Referring expression pointing data:

>>>>>

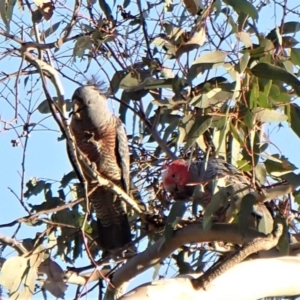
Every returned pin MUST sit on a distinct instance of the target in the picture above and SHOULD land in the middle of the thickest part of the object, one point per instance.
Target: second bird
(100, 135)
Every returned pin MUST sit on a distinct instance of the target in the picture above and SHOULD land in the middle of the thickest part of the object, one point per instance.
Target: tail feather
(114, 236)
(112, 220)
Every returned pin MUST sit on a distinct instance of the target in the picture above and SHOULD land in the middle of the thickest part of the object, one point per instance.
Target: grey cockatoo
(180, 179)
(102, 138)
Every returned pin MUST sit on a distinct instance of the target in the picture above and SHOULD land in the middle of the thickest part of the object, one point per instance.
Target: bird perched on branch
(102, 138)
(181, 179)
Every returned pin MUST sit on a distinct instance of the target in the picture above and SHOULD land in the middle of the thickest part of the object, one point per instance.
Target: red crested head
(176, 175)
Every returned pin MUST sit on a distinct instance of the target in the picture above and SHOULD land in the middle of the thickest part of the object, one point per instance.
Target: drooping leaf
(243, 6)
(268, 71)
(176, 213)
(295, 56)
(51, 29)
(105, 8)
(284, 240)
(67, 178)
(200, 125)
(295, 118)
(34, 187)
(276, 166)
(245, 212)
(218, 198)
(193, 6)
(54, 282)
(268, 115)
(82, 44)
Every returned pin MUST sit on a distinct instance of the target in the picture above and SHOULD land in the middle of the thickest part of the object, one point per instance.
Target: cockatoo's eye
(77, 108)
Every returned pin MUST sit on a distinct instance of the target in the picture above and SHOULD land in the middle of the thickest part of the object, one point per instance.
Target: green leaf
(278, 166)
(287, 28)
(82, 43)
(51, 29)
(126, 3)
(295, 56)
(44, 108)
(200, 125)
(268, 71)
(243, 6)
(284, 240)
(105, 8)
(134, 79)
(67, 178)
(217, 200)
(245, 38)
(268, 115)
(192, 6)
(295, 118)
(205, 62)
(6, 12)
(176, 213)
(34, 187)
(266, 223)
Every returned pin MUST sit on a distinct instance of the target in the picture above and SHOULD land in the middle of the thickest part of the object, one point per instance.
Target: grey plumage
(102, 138)
(181, 180)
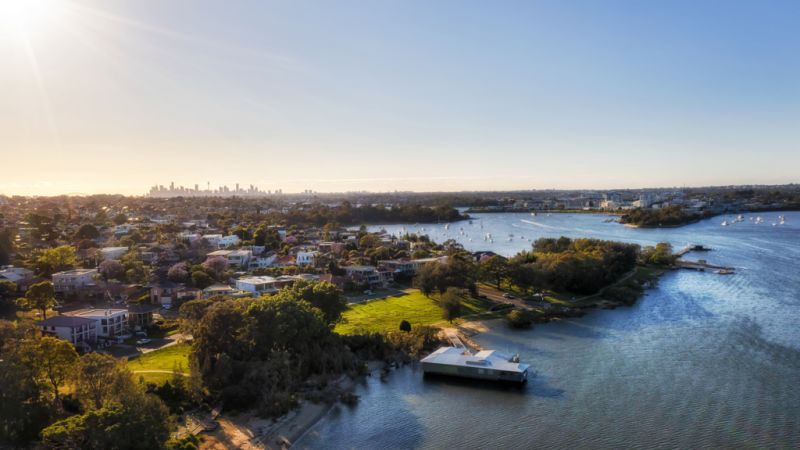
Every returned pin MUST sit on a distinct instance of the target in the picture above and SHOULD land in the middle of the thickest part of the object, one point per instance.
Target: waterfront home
(305, 258)
(486, 365)
(140, 315)
(18, 275)
(74, 280)
(258, 285)
(79, 331)
(109, 322)
(408, 267)
(236, 258)
(114, 253)
(368, 275)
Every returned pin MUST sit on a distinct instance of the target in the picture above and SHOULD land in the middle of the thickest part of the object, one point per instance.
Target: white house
(75, 330)
(306, 258)
(236, 258)
(113, 252)
(409, 266)
(228, 241)
(17, 275)
(74, 280)
(263, 261)
(109, 322)
(257, 285)
(212, 239)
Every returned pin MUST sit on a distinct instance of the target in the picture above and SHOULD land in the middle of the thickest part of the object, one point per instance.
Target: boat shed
(485, 364)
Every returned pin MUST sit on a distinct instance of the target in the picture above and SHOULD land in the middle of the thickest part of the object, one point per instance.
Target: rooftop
(487, 359)
(65, 321)
(96, 312)
(258, 280)
(76, 272)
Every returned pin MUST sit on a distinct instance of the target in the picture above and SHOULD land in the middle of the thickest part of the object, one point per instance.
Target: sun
(28, 16)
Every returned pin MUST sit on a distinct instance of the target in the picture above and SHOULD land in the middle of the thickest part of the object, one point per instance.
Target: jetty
(703, 266)
(485, 365)
(691, 248)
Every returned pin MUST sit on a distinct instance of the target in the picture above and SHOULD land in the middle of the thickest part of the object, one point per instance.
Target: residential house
(18, 275)
(74, 280)
(140, 315)
(79, 331)
(109, 322)
(114, 253)
(368, 275)
(305, 258)
(408, 267)
(236, 258)
(258, 285)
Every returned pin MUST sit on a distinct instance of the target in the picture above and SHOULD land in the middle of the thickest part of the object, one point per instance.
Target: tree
(450, 302)
(178, 273)
(660, 255)
(24, 410)
(6, 246)
(100, 379)
(54, 358)
(41, 296)
(493, 269)
(87, 231)
(268, 237)
(192, 312)
(57, 259)
(426, 278)
(8, 292)
(455, 272)
(110, 269)
(520, 318)
(323, 295)
(217, 265)
(131, 425)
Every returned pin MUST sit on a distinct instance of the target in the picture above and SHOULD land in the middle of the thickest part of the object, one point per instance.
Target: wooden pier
(699, 265)
(703, 266)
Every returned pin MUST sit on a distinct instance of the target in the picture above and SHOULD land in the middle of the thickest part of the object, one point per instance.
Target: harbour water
(702, 361)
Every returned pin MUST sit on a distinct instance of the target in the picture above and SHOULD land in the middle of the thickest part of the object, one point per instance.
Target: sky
(111, 96)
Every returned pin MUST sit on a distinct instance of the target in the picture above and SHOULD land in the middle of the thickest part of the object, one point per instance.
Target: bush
(520, 318)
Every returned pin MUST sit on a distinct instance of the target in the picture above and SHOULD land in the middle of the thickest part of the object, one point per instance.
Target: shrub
(520, 318)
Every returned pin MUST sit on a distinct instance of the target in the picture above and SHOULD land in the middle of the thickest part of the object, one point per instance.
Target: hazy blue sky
(114, 96)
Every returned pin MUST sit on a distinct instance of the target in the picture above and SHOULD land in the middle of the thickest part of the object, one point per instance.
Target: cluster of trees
(105, 408)
(458, 271)
(663, 217)
(581, 265)
(346, 214)
(258, 352)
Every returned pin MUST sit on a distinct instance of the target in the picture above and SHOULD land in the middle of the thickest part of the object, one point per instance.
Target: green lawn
(413, 306)
(166, 359)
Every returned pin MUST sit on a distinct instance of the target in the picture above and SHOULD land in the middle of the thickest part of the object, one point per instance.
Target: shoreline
(250, 432)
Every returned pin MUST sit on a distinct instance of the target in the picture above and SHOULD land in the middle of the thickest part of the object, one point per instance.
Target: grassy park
(157, 366)
(413, 306)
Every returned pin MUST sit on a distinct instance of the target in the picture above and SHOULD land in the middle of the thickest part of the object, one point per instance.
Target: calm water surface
(702, 361)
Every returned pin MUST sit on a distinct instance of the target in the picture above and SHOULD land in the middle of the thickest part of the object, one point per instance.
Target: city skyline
(113, 96)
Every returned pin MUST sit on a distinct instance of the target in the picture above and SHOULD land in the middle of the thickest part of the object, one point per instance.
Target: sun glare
(28, 16)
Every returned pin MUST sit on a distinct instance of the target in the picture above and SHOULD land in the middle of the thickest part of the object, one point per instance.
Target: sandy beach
(250, 432)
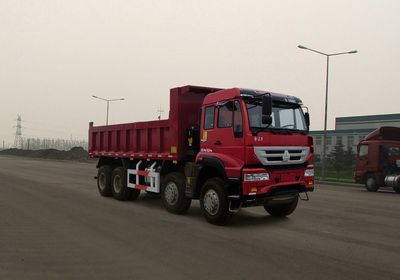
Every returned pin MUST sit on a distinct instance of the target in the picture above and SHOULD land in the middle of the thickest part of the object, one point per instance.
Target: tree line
(48, 143)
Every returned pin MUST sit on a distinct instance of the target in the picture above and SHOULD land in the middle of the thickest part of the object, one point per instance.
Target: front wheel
(282, 210)
(173, 194)
(370, 183)
(213, 202)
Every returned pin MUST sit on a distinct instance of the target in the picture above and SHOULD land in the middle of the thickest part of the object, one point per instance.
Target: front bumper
(276, 194)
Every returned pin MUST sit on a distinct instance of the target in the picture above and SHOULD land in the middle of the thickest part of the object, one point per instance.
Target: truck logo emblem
(286, 156)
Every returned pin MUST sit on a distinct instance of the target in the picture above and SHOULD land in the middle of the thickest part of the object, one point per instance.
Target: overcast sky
(55, 54)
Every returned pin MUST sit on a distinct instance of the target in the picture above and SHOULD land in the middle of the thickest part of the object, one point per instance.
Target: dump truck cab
(378, 159)
(259, 141)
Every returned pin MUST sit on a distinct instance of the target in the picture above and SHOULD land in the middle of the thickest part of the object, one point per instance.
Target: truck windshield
(285, 116)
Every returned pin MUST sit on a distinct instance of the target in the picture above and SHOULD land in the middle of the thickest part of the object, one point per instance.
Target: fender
(233, 185)
(213, 162)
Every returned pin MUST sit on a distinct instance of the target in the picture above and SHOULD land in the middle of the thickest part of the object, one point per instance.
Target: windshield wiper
(277, 130)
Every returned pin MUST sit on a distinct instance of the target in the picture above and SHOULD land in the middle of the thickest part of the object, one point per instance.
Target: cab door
(223, 137)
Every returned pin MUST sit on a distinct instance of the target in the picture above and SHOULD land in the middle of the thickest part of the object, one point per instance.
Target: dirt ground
(76, 153)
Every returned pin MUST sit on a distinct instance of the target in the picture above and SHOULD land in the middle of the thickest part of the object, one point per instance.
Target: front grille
(281, 155)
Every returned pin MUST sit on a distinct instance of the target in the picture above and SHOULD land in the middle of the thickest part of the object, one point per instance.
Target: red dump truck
(378, 159)
(229, 148)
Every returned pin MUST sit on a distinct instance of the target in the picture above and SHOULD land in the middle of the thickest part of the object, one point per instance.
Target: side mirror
(267, 109)
(238, 131)
(267, 105)
(267, 119)
(307, 118)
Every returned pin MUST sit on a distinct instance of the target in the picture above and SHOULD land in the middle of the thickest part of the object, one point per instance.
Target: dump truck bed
(160, 139)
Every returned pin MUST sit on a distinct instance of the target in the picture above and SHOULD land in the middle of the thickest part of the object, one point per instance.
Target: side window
(237, 120)
(225, 115)
(209, 118)
(363, 151)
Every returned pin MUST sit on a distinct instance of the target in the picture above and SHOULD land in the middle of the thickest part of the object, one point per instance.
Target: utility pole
(18, 134)
(160, 111)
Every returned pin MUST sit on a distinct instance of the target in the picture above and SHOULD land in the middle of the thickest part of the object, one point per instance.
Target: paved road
(54, 225)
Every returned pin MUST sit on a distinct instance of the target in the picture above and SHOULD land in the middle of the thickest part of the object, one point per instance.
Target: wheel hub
(211, 202)
(102, 181)
(171, 193)
(117, 184)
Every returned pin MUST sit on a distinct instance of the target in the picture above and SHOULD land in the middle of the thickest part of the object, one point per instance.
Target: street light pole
(108, 103)
(326, 99)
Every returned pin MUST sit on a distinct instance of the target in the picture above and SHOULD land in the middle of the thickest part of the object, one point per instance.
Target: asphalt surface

<<<<<

> PROBLEM DETAILS
Copy exactly the line that contains "Target: paved road" and every line after it, up to and including the last line of the records.

> WRITTEN RESPONSE
Target: paved road
(54, 225)
Every returned pin MUST sit on a distinct instance of the target in the picture above and SHOULD land in the middle of the thickest part of the object, one point per instance.
Target: wheel hub
(211, 202)
(102, 181)
(171, 193)
(117, 184)
Every returned pin MUST sit on a distinct instance of the target in the picture above and SHOULD land in the middle of the thickest part of the object, one point per instance.
Target: street light pole
(108, 103)
(326, 99)
Every returned pin MUST sit on a distinct instance of the target in the picture above and SHOULD land in the middle of the thickest part of the object, one point per instance.
Target: asphalt surface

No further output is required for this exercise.